Contour labeling records
┌──

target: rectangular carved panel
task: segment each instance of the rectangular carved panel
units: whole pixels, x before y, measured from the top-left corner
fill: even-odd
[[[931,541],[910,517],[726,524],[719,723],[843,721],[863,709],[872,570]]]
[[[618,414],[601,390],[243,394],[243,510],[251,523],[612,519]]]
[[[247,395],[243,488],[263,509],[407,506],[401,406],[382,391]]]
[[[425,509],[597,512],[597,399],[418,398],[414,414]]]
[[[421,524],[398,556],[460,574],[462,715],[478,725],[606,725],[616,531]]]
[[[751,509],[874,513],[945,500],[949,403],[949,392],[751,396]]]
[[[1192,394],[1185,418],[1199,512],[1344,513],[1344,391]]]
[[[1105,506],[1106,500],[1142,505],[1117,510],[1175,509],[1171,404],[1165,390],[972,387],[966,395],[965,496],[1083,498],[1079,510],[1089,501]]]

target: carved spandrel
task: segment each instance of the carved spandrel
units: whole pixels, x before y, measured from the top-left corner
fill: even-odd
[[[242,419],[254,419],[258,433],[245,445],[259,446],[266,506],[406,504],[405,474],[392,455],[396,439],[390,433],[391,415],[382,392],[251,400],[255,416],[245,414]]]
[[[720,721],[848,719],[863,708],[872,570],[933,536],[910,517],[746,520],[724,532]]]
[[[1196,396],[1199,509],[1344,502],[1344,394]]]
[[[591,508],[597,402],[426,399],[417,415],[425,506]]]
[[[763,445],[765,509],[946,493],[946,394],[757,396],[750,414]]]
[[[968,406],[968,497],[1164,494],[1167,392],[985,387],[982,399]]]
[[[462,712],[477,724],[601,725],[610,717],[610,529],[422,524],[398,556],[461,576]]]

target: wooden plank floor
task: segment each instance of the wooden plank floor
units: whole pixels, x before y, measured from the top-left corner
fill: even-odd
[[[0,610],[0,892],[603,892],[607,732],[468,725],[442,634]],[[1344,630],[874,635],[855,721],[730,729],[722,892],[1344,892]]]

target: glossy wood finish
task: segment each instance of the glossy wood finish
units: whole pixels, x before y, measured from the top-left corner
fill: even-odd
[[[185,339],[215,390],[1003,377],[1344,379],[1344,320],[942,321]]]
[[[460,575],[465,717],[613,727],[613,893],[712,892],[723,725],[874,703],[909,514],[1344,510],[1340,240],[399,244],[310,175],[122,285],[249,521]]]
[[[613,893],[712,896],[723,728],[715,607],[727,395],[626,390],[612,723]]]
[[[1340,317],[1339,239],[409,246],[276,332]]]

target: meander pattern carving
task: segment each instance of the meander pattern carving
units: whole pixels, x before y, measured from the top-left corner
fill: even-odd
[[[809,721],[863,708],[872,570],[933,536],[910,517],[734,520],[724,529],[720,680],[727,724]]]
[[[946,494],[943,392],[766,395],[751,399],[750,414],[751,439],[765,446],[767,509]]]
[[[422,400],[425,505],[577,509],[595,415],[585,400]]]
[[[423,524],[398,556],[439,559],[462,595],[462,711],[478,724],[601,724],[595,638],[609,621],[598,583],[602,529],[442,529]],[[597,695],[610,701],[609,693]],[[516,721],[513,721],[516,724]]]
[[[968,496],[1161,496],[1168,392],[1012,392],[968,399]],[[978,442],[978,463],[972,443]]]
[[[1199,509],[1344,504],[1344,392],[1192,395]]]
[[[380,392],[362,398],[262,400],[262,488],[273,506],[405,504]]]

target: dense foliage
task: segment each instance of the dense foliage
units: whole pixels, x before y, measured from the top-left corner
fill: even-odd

└──

Rewrite the records above with every "top-left corner" replaced by "upper-left corner" and everything else left unchanged.

(Reply):
target: rectangular carved panel
task: segment each instance of the rectangular carved panel
units: whole pixels, x before y, measured from the upper-left corner
fill: even-odd
[[[931,541],[910,517],[726,524],[719,723],[843,721],[863,709],[872,570]]]
[[[618,414],[601,390],[243,394],[243,510],[251,523],[612,519]]]
[[[247,395],[243,488],[263,509],[407,506],[401,406],[382,391]]]
[[[425,509],[597,512],[597,399],[418,398],[414,414]]]
[[[421,524],[398,556],[460,574],[462,715],[478,725],[606,725],[616,531]]]
[[[751,509],[874,513],[945,500],[949,403],[949,392],[751,396]]]
[[[1192,394],[1185,418],[1199,512],[1344,513],[1344,391]]]
[[[1105,506],[1106,500],[1142,505],[1117,510],[1175,509],[1171,404],[1165,390],[972,387],[966,395],[965,496],[1083,498],[1079,510],[1089,501]]]

target: carved spandrel
task: segment each instance of the carved spandrel
units: whole pixels, x before y, measured from the upper-left corner
fill: even-odd
[[[242,419],[254,419],[258,433],[245,445],[259,446],[266,506],[406,504],[405,474],[392,455],[396,439],[390,433],[391,415],[382,392],[251,400],[255,416],[245,414]]]
[[[720,721],[848,719],[863,708],[872,570],[933,536],[910,517],[746,520],[724,532]]]
[[[1196,396],[1199,509],[1344,502],[1344,394]]]
[[[591,508],[597,402],[426,399],[417,415],[425,506]]]
[[[763,445],[765,509],[946,493],[946,394],[757,396],[750,414]]]
[[[968,406],[968,497],[1164,494],[1167,392],[985,387],[982,399]]]
[[[462,712],[477,724],[601,725],[610,717],[610,529],[422,524],[398,556],[461,576]]]

target: wooden plank floor
task: segment each instance of the wooden plank floor
units: whole pixels, x before y, measured from the upper-left corner
fill: even-odd
[[[0,610],[0,892],[603,892],[607,732],[468,725],[442,634]],[[1344,630],[874,635],[855,721],[730,729],[722,892],[1344,892]]]

target: glossy wood finish
task: segment each instance of the glossy wood finish
units: whole pixels, x before y, measured from the upper-left corner
fill: even-odd
[[[185,339],[215,390],[1003,377],[1344,379],[1344,320],[942,321]]]
[[[460,575],[465,717],[613,727],[613,893],[712,892],[723,725],[874,703],[909,514],[1344,510],[1340,240],[399,244],[310,175],[122,285],[249,521]]]
[[[613,893],[712,896],[723,728],[715,607],[727,395],[626,390],[612,723]]]
[[[1340,317],[1339,239],[409,246],[276,332]]]

target: meander pattern carving
task: segment each instance of the meander pattern carving
units: whole pixels, x before y, measured from the upper-left corner
fill: even-odd
[[[809,721],[863,708],[872,570],[933,536],[910,517],[734,520],[724,529],[720,680],[727,724]]]
[[[946,494],[943,392],[766,395],[751,399],[750,414],[751,439],[765,446],[767,509]]]
[[[422,400],[425,505],[577,509],[595,415],[585,400]]]
[[[423,524],[398,556],[439,559],[462,595],[462,711],[478,724],[601,724],[595,638],[609,621],[598,583],[602,529],[442,529]],[[597,695],[610,701],[609,693]],[[516,721],[513,721],[516,724]]]
[[[968,496],[1161,496],[1168,392],[1012,392],[968,399]],[[978,442],[978,463],[972,443]]]
[[[1199,509],[1344,504],[1344,392],[1192,395]]]
[[[380,392],[362,398],[262,400],[262,488],[273,506],[405,504]]]

target: dense foliage
task: segment each instance of the dense foliage
units: whole pixels, x before y, measured from the upper-left corner
fill: even-odd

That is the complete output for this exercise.